Point-per-instance localization data:
***

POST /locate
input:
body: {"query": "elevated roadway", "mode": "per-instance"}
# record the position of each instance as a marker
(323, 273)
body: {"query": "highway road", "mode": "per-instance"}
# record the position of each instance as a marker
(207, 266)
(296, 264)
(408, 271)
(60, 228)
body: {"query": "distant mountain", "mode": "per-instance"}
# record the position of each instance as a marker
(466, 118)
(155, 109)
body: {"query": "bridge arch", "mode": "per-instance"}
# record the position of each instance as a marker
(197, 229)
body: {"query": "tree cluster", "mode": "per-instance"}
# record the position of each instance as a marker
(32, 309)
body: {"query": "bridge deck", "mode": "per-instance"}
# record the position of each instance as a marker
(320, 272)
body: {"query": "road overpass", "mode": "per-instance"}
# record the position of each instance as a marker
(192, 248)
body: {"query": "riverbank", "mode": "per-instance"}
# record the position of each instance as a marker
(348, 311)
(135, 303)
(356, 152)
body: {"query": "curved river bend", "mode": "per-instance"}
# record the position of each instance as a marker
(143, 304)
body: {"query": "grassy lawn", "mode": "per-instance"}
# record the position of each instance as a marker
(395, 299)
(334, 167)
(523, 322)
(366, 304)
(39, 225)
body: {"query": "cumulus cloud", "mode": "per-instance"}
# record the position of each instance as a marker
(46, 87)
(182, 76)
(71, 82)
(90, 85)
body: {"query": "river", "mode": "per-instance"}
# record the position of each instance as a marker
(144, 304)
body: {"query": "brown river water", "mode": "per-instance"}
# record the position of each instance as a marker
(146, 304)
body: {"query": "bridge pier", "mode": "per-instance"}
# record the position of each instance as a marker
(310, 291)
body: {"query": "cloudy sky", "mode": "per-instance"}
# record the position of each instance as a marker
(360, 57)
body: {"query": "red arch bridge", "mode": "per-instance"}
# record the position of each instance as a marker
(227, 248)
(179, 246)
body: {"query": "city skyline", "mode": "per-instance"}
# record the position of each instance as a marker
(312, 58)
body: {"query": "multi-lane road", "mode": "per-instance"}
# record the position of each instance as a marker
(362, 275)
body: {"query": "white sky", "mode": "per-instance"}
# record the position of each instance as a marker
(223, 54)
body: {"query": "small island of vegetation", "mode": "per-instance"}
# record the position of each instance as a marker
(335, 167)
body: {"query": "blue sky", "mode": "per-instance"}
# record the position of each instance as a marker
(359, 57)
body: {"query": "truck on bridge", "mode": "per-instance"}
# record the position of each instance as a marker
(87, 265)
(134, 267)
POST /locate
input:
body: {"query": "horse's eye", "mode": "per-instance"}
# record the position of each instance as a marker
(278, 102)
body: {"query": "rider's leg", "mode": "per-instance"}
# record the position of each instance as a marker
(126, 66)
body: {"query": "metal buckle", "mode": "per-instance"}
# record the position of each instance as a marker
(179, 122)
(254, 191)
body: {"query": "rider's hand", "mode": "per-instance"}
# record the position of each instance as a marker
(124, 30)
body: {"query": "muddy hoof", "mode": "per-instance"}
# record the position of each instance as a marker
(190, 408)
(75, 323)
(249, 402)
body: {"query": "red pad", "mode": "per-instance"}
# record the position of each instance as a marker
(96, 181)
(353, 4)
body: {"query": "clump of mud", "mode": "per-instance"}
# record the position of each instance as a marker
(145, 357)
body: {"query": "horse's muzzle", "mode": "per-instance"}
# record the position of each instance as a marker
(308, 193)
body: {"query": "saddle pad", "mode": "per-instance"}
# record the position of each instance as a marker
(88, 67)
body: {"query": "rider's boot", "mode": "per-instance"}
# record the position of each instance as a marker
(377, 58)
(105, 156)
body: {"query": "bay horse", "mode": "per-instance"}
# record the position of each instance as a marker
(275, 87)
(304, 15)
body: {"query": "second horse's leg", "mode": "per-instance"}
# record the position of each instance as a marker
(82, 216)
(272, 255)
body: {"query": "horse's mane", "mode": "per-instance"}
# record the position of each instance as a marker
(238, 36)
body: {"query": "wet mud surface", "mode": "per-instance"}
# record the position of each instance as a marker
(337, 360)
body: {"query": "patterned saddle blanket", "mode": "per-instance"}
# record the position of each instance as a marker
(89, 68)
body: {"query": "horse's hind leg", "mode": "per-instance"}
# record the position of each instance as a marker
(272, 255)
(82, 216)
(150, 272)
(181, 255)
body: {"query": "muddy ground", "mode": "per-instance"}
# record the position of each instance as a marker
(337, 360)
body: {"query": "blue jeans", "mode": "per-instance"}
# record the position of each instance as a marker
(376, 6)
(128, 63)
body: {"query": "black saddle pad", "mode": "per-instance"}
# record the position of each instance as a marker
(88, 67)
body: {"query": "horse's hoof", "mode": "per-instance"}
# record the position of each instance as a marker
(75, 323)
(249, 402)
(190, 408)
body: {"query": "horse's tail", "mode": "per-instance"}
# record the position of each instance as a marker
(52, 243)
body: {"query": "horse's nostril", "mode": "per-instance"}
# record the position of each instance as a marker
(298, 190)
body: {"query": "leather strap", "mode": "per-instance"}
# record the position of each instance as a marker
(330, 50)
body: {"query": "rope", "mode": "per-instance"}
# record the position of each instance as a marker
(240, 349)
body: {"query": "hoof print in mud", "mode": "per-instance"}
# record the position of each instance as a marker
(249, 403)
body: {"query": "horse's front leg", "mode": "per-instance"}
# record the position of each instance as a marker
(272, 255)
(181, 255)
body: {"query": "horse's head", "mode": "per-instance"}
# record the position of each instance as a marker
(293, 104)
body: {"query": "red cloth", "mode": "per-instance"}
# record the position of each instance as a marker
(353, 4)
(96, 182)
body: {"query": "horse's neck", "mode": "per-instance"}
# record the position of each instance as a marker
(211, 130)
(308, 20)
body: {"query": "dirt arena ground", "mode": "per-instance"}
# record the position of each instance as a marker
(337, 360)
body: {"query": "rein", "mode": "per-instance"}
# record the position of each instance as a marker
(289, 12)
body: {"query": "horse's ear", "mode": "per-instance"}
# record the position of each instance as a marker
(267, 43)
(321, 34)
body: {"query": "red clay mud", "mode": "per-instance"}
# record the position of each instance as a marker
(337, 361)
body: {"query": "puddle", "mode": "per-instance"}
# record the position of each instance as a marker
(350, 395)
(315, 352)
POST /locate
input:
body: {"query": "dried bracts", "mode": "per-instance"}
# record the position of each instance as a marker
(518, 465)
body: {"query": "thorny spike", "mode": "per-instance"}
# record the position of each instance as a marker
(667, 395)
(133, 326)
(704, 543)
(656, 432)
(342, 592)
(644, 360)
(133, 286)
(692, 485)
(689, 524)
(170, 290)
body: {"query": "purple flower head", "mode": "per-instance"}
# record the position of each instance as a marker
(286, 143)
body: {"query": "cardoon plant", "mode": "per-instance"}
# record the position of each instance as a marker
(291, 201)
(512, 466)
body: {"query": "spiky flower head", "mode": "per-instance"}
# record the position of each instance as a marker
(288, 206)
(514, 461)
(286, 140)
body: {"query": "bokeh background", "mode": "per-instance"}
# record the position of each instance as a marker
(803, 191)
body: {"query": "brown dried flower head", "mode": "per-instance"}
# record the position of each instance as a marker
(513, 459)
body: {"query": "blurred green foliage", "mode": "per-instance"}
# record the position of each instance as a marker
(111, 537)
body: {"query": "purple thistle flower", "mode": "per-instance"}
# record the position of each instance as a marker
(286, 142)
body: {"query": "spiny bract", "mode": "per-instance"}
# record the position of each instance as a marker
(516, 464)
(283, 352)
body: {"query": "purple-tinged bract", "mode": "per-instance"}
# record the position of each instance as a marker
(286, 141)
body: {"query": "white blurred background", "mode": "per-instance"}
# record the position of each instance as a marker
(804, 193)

***

*About this exercise*. Your reply should repeat the entries above in full, with every character intact.

*Answer box*.
POST /locate
input:
body: {"query": "elevated roadway", "mode": "per-instance"}
# record the position of each instance as a marker
(323, 273)
body: {"query": "highway road", "mode": "per-instance"}
# record the position of each instance as a marker
(207, 266)
(296, 264)
(408, 271)
(60, 228)
body: {"query": "distant mountain", "mode": "per-instance"}
# record the position of each instance as a marker
(466, 118)
(155, 109)
body: {"query": "bridge arch", "mode": "per-instance"}
# record the position of each instance as a marker
(197, 229)
body: {"query": "tree cluster", "mode": "per-instance"}
# record the position of each instance as a marker
(32, 309)
body: {"query": "bridge deck", "mode": "per-instance"}
# record the position of each instance as a marker
(320, 272)
body: {"query": "road overpass", "mode": "per-instance"}
# record the position of each instance as a marker
(192, 248)
body: {"query": "riverbank", "mode": "per-instance"}
# record the position of each instance as a marker
(348, 311)
(135, 303)
(356, 152)
body: {"query": "curved river bend", "mode": "per-instance"}
# record the position of each instance as a marker
(143, 304)
body: {"query": "grassy lawn", "mode": "per-instance"}
# record the position of each instance as a marker
(395, 299)
(334, 167)
(523, 322)
(366, 304)
(39, 225)
body: {"query": "cumulus cloud", "mode": "per-instance"}
# record the position of each instance as a marker
(46, 87)
(182, 76)
(71, 82)
(90, 85)
body: {"query": "river", "mode": "per-instance"}
# record the position of each instance as a marker
(144, 304)
body: {"query": "brown river water", "mode": "per-instance"}
# record the position of each instance as a marker
(146, 304)
body: {"query": "bridge pier", "mode": "per-instance"}
# record the position of each instance as a marker
(310, 291)
body: {"query": "cloudy sky", "mode": "per-instance"}
# record the position of each instance as a marker
(360, 57)
body: {"query": "red arch bridge", "mode": "per-instance"}
# record the position of each instance as a marker
(227, 248)
(179, 246)
body: {"query": "city skyline", "mode": "per-instance"}
# record the position of each instance as a marker
(312, 58)
body: {"query": "multi-lane road", "mode": "per-instance"}
# record the position of each instance as a marker
(362, 275)
body: {"query": "white sky", "mode": "per-instance"}
# record the position of each instance as a marker
(223, 54)
body: {"query": "small island of vegetation", "mode": "per-instance"}
# record the position of each instance as a marker
(335, 167)
body: {"query": "blue sky", "mode": "per-instance"}
# record the position of each instance as a marker
(359, 57)
body: {"query": "truck on bridge", "mode": "per-instance"}
# record the position of each instance as a marker
(87, 265)
(134, 267)
POST /locate
input:
body: {"query": "horse's eye", "mode": "per-instance"}
# record the position of each instance as a marker
(278, 102)
body: {"query": "rider's leg", "mode": "per-instance"}
# record the position of each instance as a marker
(126, 66)
body: {"query": "metal buckle", "mode": "per-instance"}
# record the position of each instance as a marker
(179, 122)
(254, 191)
body: {"query": "rider's hand", "mode": "per-instance"}
# record the position of each instance as a marker
(124, 30)
body: {"query": "muddy hoof", "mode": "per-instance"}
# record the position of each instance as a marker
(190, 408)
(75, 323)
(249, 402)
body: {"query": "red pad", "mode": "per-instance"}
# record the position of each instance as a marker
(96, 181)
(353, 4)
body: {"query": "clump of mud", "mode": "per-instance"}
# record the position of each instance as a marker
(145, 357)
body: {"query": "horse's muzzle", "mode": "per-instance"}
# record the position of each instance as a marker
(308, 193)
body: {"query": "saddle pad", "mode": "per-instance"}
# record the position of each instance as a marker
(88, 67)
body: {"query": "rider's boot", "mode": "per-instance"}
# record the position of each instance as a marker
(377, 58)
(105, 156)
body: {"query": "bay horse", "mode": "per-instance"}
# record the position of each instance as a marker
(275, 87)
(304, 15)
body: {"query": "second horse's leg", "mode": "per-instance"}
# record the position of each instance as a marker
(82, 216)
(272, 255)
body: {"query": "horse's mane", "mode": "per-instance"}
# record the position of each instance as a marker
(238, 36)
body: {"query": "wet mud surface", "mode": "per-instance"}
# record the position of each instance as a marker
(337, 360)
body: {"query": "patterned saddle blanket", "mode": "per-instance"}
# record the position of each instance as a marker
(89, 68)
body: {"query": "horse's hind leg", "mode": "per-instance"}
# record the position of each instance as a marker
(272, 255)
(82, 216)
(150, 272)
(181, 255)
body: {"query": "muddy ground", "mode": "per-instance"}
# record the position of each instance as a marker
(337, 360)
body: {"query": "blue jeans", "mode": "per-instance"}
# record the position of each instance as a marker
(376, 6)
(128, 63)
body: {"query": "black saddle pad", "mode": "per-instance"}
# record the position of each instance as a marker
(88, 67)
body: {"query": "horse's hoof", "mode": "per-instance"}
# record the position of each instance as a marker
(75, 323)
(249, 402)
(190, 408)
body: {"query": "horse's tail", "mode": "per-instance"}
# record the position of each instance as a marker
(52, 243)
body: {"query": "horse's nostril", "mode": "per-instance"}
# record the position of each instance as a marker
(298, 190)
body: {"query": "leather strap", "mode": "per-instance"}
# record the position of each instance as a marker
(330, 50)
body: {"query": "rope", "mode": "per-instance"}
# record the position of each instance as a marker
(240, 349)
body: {"query": "hoof print in mud", "mode": "per-instance"}
# record the position of each instance as a marker
(249, 403)
body: {"query": "horse's front leg", "mode": "per-instance"}
# record the position of each instance as a marker
(272, 255)
(181, 255)
body: {"query": "horse's head", "mode": "per-instance"}
# record the position of each instance as a marker
(293, 104)
body: {"query": "red cloth", "mode": "per-instance"}
# record the position of each instance as a marker
(353, 4)
(96, 182)
body: {"query": "horse's neck", "mode": "per-instance"}
# record the position of each instance as a marker
(211, 130)
(308, 20)
body: {"query": "dirt arena ground", "mode": "per-instance"}
# record the position of each instance as a marker
(337, 360)
body: {"query": "rein", "mode": "per-instance"}
# record the position of each instance as a marker
(289, 12)
body: {"query": "horse's ear", "mode": "per-instance"}
# record the position of each instance as a marker
(267, 43)
(321, 34)
body: {"query": "red clay mud", "mode": "per-instance"}
# record the position of each instance as a marker
(337, 361)
body: {"query": "puddle", "mode": "per-instance"}
# record the position of each instance as a marker
(350, 395)
(315, 352)
POST /locate
input:
body: {"query": "dried bracts", "mode": "per-instance"}
# record the position of each instance as a marker
(518, 465)
body: {"query": "thorny spike", "mode": "per-instance"}
# record the position of each instance as a marker
(667, 395)
(133, 326)
(704, 543)
(656, 432)
(342, 592)
(644, 360)
(133, 286)
(692, 485)
(689, 524)
(170, 290)
body: {"query": "purple flower head", "mode": "per-instance"}
# record the position of each instance as a marker
(286, 143)
body: {"query": "cardoon plant", "mode": "per-instance"}
# record the position of each instance as a marker
(291, 201)
(512, 466)
body: {"query": "spiky flower head", "mode": "per-instance"}
# record the position of each instance as a marker
(288, 206)
(514, 461)
(286, 140)
body: {"query": "bokeh background", "mode": "per-instance"}
# record the position of each instance as a marker
(803, 191)
body: {"query": "brown dried flower head", "mode": "per-instance"}
# record the position of each instance as a marker
(513, 459)
body: {"query": "blurred green foliage", "mode": "per-instance"}
# record the position of each instance as a marker
(111, 537)
body: {"query": "purple thistle flower", "mode": "per-instance"}
# record the position of each instance as a marker
(286, 142)
body: {"query": "spiny bract", "mode": "per-instance"}
# record the position of each instance as a marker
(516, 464)
(283, 352)
body: {"query": "purple-tinged bract", "mode": "per-instance"}
# record the position of each instance as a marker
(286, 141)
body: {"query": "white blurred background", "mode": "per-instance"}
# record the position of each instance as a marker
(804, 193)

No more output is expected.